# Passage fourni
···
Choses vues et sues. La Chine, puissance mondiale ?

Arrivée à Pékin – Beijing, la capitale du Nord – la première impression restera vivante tout au long du séjour. Le nombre. De gens, de voitures… Les périphériques embouteillés dès les premières heures du matin et, évidemment, le smog, le brouillard qui empêche le soleil d’éclairer complètement la ville. Des touristes chinois envahissant la place Tienanmen à la veille du 19e congrès du PCC, Parti Communiste Chinois où le mausolée de Mao occupe un territoire gigantesque contre toute la tradition chinoise.

tiré de : Entre les lignes et les mots 2018 - 15 - 27 avril : notes de lecture, textes, annonces et pétition

Les anciennes portes de l’entrée de la ville restent figées dans une éternité curieuse. La grande avenue où les chars ont tiré sur les manifestant-e-s fait encore son effet. Les touristes occidentaux sont très minoritaires et les Chinois sont encore étonnés d’en voir et veulent réaliser un selfie – une manie très mode en Chine pour les citadin-e-s – avec eux. Les enfants regardent avec une curiosité amusée, ces humains bizarres venus d’ailleurs. Pour le moins, l’occidental ne passe pas inaperçu.

Les vieux, lorsqu’ils entendent parler français, s’arrêtent pour faire le panégyrique… du général de Gaulle qui a reconnu la Chine populaire. Ils se plaignent aussi de la montée profonde des inégalités, de la place des nouveaux riches à qui tout est permis et regrettent le temps de Mao vu comme le temps de l’égalité dans la pauvreté.
···
# Consigne donnée A
Dans le passage sur Pékin, quel dirigeant les vieux louent-ils lorsqu'ils entendent parler français ?
# Consigne donnée B
Recopiez, s'il vous plaît, un extrait du passage sur Pékin, en commençant aux mots "Choses vues et" et en vous arrêtant après "la tradition chinoise.".
# Consigne donnée C
Énumérez tout ce dont les vieux se plaignent ou qu'ils regrettent selon le passage sur Pékin.

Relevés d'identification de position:
···
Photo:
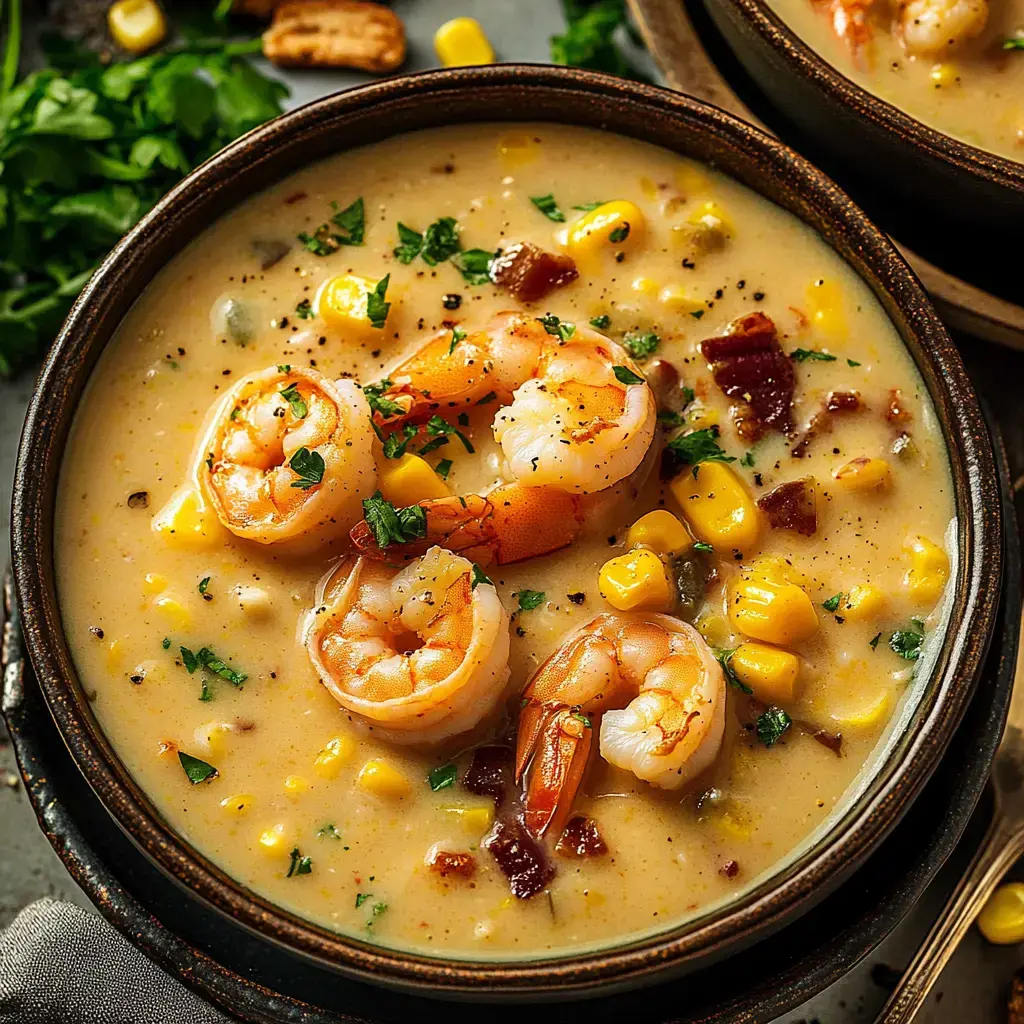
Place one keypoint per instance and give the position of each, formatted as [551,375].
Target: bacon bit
[897,413]
[519,856]
[529,273]
[792,506]
[749,364]
[444,863]
[488,773]
[581,839]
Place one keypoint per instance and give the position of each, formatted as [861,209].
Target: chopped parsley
[377,308]
[548,206]
[529,599]
[641,346]
[309,466]
[291,394]
[390,525]
[197,770]
[442,777]
[771,724]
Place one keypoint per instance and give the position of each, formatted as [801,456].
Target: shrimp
[652,687]
[577,413]
[287,457]
[419,654]
[932,28]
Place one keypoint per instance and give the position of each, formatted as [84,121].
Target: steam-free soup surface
[293,813]
[957,67]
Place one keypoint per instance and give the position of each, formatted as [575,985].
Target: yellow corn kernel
[612,227]
[824,308]
[660,531]
[862,602]
[864,474]
[1001,919]
[174,611]
[382,779]
[334,754]
[766,609]
[929,569]
[636,582]
[462,42]
[867,716]
[186,521]
[237,805]
[717,507]
[341,303]
[136,26]
[154,583]
[771,673]
[408,480]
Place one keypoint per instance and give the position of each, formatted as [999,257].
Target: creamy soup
[955,65]
[340,735]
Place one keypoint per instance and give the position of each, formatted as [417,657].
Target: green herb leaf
[771,724]
[548,206]
[377,308]
[441,778]
[309,466]
[197,770]
[626,376]
[291,394]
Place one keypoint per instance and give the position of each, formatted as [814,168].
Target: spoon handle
[1001,846]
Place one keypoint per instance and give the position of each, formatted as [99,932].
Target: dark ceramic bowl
[508,92]
[892,153]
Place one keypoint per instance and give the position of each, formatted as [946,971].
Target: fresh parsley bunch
[87,148]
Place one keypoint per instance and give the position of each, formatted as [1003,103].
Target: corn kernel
[382,779]
[864,474]
[929,569]
[136,26]
[660,531]
[408,480]
[1001,919]
[769,610]
[174,611]
[862,602]
[334,754]
[771,673]
[186,521]
[341,303]
[717,507]
[611,227]
[237,805]
[462,42]
[636,582]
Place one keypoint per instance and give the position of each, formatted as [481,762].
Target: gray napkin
[61,965]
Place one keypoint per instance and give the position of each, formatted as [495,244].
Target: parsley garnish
[441,778]
[309,466]
[292,396]
[197,770]
[377,308]
[390,525]
[548,206]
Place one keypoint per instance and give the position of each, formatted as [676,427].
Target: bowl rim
[868,818]
[991,167]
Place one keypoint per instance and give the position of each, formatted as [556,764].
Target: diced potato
[409,480]
[717,506]
[615,226]
[462,42]
[380,778]
[136,26]
[637,581]
[771,673]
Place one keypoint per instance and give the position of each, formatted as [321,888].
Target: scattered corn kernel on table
[973,987]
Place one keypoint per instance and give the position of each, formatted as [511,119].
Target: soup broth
[166,610]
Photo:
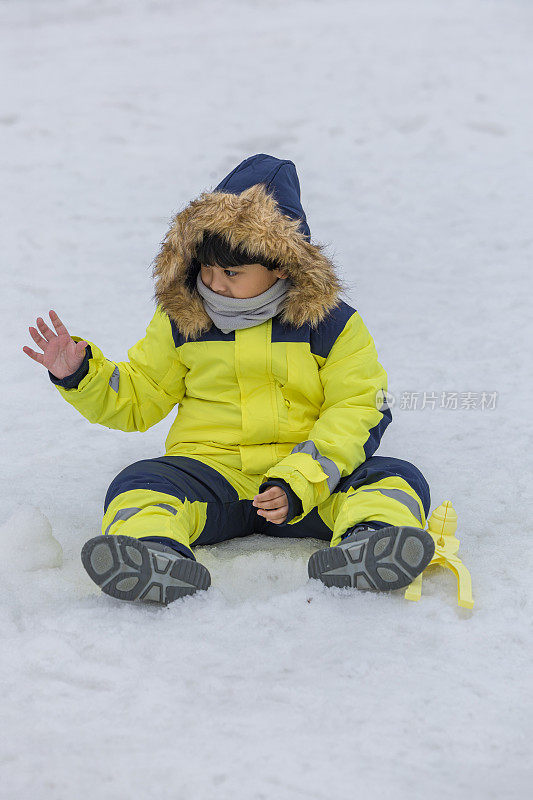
···
# Réponse rédigée A
Le général de Gaulle, qui a reconnu la Chine populaire.

# Réponse rédigée B
Choses vues et sues. La Chine, puissance mondiale ?

Arrivée à Pékin – Beijing, la capitale du Nord – la première impression restera vivante tout au long du séjour. Le nombre. De gens, de voitures… Les périphériques embouteillés dès les premières heures du matin et, évidemment, le smog, le brouillard qui empêche le soleil d’éclairer complètement la ville. Des touristes chinois envahissant la place Tienanmen à la veille du 19e congrès du PCC, Parti Communiste Chinois où le mausolée de Mao occupe un territoire gigantesque contre toute la tradition chinoise.

# Réponse rédigée C
- La montée profonde des inégalités
- La place des nouveaux riches à qui tout est permis
- Le temps de Mao, vu comme le temps de l'égalité dans la pauvreté